Masz LPG? Masz problem

Kierowcy, którzy zainwestowali z instalacje gazowe w ostatnich dniach przeżyli szok.

Cena gazu LPG na stacjach w ciągu kilku dni "skoczyła" o 30 groszy, uderzając obuchem w uboższych właścicieli aut,których nie stać na ich eksploatację na benzynie.

Skąd taka drastyczna i gwałtowna zmiana cen? Jeszcze do niedawna "gazownicy" z satysfakcją tankowali gaz, który kosztował nawet mniej niż 1,5 zł, podczas gdy ceny benzyny przekraczały 4,5 zł. Teraz tendencja się odwróciła - benzyna zaczęła tanieć, a cena gazu "skoczyła" w górę. Dlaczego?

Zdaniem analityków, do niedawna w Polsce było więcej gazu LPG niż potrzebowali kierowcy, co prowadziło do spadku cen. Jednak od początku czerwca ilość importowanego gazu znacząco spadła, za to zwiększyło się zapotrzebowanie, gdyż kierowcy - ze względu na wakacje - zaczęli więcej jeździć.

Co zrobić:
Kontynuuj artykuł o cenach gazu LPG od miejsca, w którym się kończy. Pozycje nie mają żadnego związku z artykułem o cenach gazu LPG.

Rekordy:
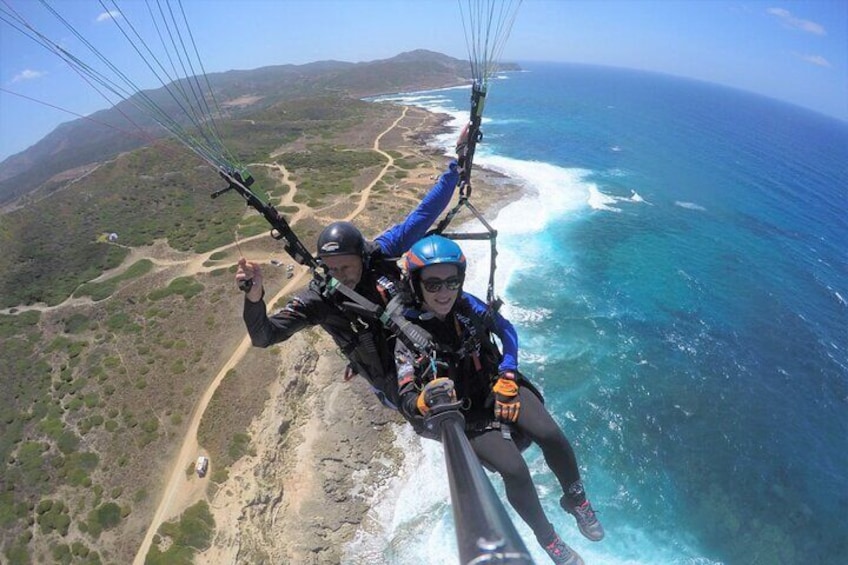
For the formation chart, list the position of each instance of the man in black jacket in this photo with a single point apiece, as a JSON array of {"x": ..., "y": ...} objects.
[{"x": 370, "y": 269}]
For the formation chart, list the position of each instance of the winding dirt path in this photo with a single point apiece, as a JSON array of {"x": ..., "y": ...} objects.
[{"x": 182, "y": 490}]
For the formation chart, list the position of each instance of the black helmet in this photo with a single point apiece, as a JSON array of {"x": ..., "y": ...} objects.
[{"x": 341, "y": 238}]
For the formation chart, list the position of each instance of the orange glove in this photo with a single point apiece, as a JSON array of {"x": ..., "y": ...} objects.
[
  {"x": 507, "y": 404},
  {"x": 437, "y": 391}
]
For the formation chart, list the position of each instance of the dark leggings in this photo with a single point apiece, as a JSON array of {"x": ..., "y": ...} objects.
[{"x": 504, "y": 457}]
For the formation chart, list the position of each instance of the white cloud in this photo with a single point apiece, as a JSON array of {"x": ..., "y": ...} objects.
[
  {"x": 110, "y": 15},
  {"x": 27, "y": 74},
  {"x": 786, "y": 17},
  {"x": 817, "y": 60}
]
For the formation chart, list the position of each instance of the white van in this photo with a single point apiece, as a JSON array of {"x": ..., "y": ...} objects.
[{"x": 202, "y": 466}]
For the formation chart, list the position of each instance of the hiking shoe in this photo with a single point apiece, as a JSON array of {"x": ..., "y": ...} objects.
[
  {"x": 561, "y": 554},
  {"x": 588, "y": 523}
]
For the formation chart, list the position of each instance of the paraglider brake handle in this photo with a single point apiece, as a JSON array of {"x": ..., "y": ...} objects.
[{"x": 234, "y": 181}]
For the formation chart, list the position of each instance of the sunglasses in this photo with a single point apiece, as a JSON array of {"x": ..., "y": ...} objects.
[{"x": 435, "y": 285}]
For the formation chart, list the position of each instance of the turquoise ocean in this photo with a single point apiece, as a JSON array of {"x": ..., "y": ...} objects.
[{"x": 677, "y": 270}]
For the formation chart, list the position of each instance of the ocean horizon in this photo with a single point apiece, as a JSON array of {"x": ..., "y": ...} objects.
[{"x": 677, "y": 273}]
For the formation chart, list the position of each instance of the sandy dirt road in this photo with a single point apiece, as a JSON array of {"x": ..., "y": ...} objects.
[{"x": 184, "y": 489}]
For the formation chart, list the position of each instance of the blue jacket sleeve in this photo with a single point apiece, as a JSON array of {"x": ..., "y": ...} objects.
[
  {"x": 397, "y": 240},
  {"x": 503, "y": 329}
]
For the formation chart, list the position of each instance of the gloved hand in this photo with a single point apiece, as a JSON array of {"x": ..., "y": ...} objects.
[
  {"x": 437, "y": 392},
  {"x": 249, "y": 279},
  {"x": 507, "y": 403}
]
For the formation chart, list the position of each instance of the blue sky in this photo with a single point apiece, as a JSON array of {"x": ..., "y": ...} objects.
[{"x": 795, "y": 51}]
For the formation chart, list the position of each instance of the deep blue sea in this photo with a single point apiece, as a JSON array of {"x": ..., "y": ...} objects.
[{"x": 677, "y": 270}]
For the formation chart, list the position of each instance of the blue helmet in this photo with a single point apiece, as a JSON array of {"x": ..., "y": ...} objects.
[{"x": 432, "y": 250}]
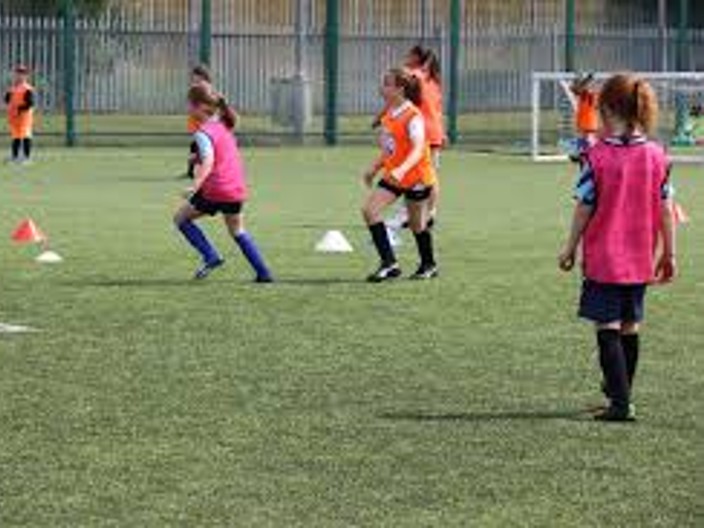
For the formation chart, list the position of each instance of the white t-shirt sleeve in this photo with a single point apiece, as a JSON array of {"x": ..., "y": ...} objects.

Wynik:
Reklama

Obecnie cena litra autogazu zbliża się do 1,80 zł, a zdaniem analityków nie jest to koniec podwyżek. Szanse na stabilizację, a może nawet spadek cen są dopiero po wakacjach. Warto pamiętać jednak, że przed zimą zapewne dojdzie do kolejnej serii podwyżek, znów ze względu na rosnący popyt - tym razem "swoje" dołożą właściciele domów ogrzewanych gazem.

Kierowcy samochodów napędzanych LPG i tak nie mogą narzekać. W zeszłym roku na wakacje litr gazu kosztował ponad 2 zł. Inna sprawa, że nikt nie zagwarantuje, czy i w tym roku granica dwóch złotych nie zostanie przekroczona.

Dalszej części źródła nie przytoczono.